--- Start GIVEN TEXT ---
The high-performance lenses don't benefit from such exceptional economies of scale. But knock down the price of car engines (cars specifically) and lenses and you will always sell a lot more of them; they're desirable items.


----------



## dr croubie (Aug 26, 2011)

markIVantony said:


> I do not understand :-/ The time to precision-grind glass? Umm...



Don't forget the time to actually grow the fluorite crystals before grinding. The 1200 f/5.6 allegedly took nearly a year to grow the crystal for each lens. The fluorite lens in the 400 f/2.8IS mk1 doesn't look nearly as big, but i wouldn't be surprised if it took a few weeks to grow...


----------



## UncleFester (Aug 26, 2011)

The 300 is backordered already.


----------



## jvirta (Aug 27, 2011)

Nobody seems to remember one big thing that affects prices; inflation!

Canon EF 400/2.8 L IS USM was released back in the 1999, let's say (because I didn't find the actual figure) it was $ 7,999 as it is it's current msrp.

If you add the US inflation to that price from 1999 to 2011, it would be $10,847.24.
Not that far away from the mark II lens that is currently selling at $11,499. Only 650 US dollars difference!


----------



## Sunnystate (Aug 27, 2011)

Great, everybody seems to be eager to pay price of a small car for a lens, glad you are doing so well.

Strange thing is that the photography is probably the only high tech industry where prices are climbing with time exponentially, just compare ti with the prices of storage, memory, computers, TV sets etc.
There is more to the story and certainly some elements of the healthy free market are missing in my opinion.
--- End GIVEN TEXT ---
--- Start DATASET ROWS ---
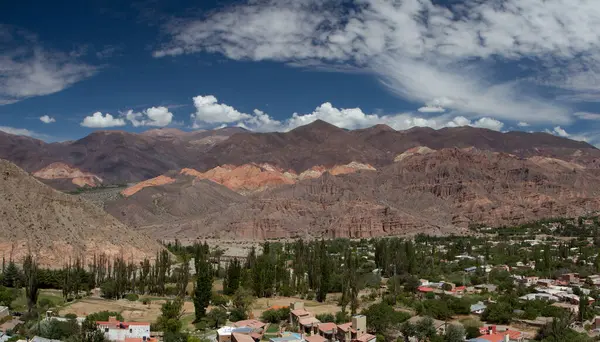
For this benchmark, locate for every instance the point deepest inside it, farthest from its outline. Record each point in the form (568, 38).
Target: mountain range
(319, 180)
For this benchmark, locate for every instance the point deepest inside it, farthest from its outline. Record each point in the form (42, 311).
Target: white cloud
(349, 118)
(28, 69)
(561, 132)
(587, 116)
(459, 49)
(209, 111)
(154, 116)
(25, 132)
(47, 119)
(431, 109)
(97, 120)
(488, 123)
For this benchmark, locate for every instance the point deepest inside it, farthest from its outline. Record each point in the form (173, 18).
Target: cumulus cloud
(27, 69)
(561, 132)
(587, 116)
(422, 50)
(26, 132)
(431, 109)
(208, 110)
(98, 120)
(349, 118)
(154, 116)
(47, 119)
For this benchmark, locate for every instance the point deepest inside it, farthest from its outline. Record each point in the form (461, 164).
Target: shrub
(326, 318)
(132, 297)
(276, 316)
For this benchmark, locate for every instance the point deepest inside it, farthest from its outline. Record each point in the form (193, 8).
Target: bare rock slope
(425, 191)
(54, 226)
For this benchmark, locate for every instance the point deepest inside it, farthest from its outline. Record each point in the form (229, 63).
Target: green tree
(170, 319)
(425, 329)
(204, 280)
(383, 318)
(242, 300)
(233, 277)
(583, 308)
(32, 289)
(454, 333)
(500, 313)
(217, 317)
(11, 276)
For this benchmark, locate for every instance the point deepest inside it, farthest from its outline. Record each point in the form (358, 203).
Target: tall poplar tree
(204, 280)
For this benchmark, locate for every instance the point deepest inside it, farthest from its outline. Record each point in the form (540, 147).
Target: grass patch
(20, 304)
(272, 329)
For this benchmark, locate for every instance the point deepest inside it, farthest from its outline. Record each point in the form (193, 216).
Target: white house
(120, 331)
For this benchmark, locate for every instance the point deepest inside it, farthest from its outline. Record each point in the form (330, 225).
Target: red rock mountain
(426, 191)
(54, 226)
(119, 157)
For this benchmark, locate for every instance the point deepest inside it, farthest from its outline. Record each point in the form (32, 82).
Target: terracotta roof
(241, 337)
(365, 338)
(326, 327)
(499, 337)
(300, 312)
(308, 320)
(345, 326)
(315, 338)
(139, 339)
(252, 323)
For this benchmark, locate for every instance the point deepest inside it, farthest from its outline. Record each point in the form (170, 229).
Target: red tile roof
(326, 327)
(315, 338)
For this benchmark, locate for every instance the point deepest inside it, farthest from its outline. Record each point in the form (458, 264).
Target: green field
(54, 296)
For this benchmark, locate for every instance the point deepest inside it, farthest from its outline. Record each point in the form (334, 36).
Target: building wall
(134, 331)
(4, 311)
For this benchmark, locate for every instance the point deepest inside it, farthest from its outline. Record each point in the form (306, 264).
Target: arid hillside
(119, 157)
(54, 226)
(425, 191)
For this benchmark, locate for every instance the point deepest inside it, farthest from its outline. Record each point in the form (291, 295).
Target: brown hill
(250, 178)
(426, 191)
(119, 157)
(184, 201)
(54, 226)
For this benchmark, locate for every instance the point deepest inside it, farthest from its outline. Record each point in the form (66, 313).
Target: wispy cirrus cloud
--- End DATASET ROWS ---
### [THE PROBLEM]
Please copy the lens-price forum thread word for word, starting at "If you add the" and ending at "TV sets etc.".

### [COMPLETED EXERCISE]
If you add the US inflation to that price from 1999 to 2011, it would be $10,847.24.
Not that far away from the mark II lens that is currently selling at $11,499. Only 650 US dollars difference!


----------



## Sunnystate (Aug 27, 2011)

Great, everybody seems to be eager to pay price of a small car for a lens, glad you are doing so well.

Strange thing is that the photography is probably the only high tech industry where prices are climbing with time exponentially, just compare ti with the prices of storage, memory, computers, TV sets etc.